>> START

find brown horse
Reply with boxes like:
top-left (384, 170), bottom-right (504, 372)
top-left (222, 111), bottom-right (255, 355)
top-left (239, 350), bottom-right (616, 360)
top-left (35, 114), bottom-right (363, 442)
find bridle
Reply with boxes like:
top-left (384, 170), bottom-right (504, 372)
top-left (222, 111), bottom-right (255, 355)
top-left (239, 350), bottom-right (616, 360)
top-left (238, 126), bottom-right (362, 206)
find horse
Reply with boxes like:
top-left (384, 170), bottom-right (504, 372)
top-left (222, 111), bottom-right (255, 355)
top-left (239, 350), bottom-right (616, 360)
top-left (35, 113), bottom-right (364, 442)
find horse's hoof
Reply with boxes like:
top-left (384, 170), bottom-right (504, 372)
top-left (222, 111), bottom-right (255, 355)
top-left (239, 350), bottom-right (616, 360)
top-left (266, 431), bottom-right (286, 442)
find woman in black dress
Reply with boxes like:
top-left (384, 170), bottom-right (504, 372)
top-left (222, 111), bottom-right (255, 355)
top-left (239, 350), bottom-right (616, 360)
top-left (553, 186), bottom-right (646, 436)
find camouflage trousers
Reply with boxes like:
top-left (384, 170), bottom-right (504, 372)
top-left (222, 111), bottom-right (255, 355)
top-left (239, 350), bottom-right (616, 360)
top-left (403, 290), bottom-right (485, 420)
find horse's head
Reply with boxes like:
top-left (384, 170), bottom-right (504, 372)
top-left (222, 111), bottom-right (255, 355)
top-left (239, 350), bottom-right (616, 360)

>> END
>> START

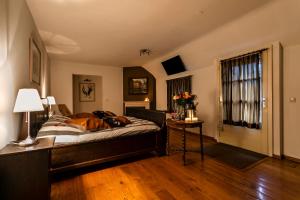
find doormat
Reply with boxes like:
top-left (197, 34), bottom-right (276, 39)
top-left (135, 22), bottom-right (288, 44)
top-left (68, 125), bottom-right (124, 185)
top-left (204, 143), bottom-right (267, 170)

>> END
>> START

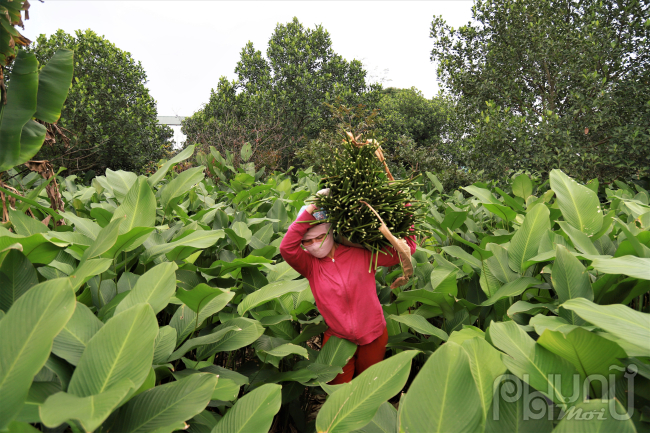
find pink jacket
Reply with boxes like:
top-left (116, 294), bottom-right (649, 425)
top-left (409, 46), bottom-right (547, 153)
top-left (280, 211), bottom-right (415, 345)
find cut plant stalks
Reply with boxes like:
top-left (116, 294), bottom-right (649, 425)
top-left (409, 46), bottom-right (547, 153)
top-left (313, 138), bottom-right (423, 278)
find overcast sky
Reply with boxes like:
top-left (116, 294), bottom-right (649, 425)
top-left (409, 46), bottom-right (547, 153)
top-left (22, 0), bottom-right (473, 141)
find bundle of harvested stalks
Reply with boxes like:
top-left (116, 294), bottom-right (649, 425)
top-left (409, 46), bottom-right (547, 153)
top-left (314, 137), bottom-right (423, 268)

>> END

Begin at the line that has "find bridle" and stop after the line that has "top-left (403, 290), bottom-right (485, 420)". Write out those lines again with "find" changed to "locate" and nothing else altered.

locate bridle
Reply with boxes like:
top-left (384, 170), bottom-right (504, 372)
top-left (222, 111), bottom-right (255, 355)
top-left (239, 350), bottom-right (616, 360)
top-left (238, 126), bottom-right (362, 206)
locate horse
Reply with boxes like:
top-left (384, 170), bottom-right (504, 372)
top-left (222, 111), bottom-right (255, 355)
top-left (239, 350), bottom-right (616, 360)
top-left (35, 113), bottom-right (364, 442)
locate horse's hoof
Reply with boxes like:
top-left (384, 170), bottom-right (504, 372)
top-left (222, 111), bottom-right (255, 355)
top-left (239, 350), bottom-right (616, 360)
top-left (266, 431), bottom-right (286, 442)
locate woman in black dress
Reply with boxes like:
top-left (384, 170), bottom-right (504, 372)
top-left (222, 111), bottom-right (255, 355)
top-left (239, 350), bottom-right (616, 360)
top-left (553, 186), bottom-right (646, 436)
locate camouflage trousers
Reply with boxes like:
top-left (384, 170), bottom-right (504, 372)
top-left (222, 111), bottom-right (255, 355)
top-left (239, 350), bottom-right (616, 360)
top-left (403, 290), bottom-right (485, 420)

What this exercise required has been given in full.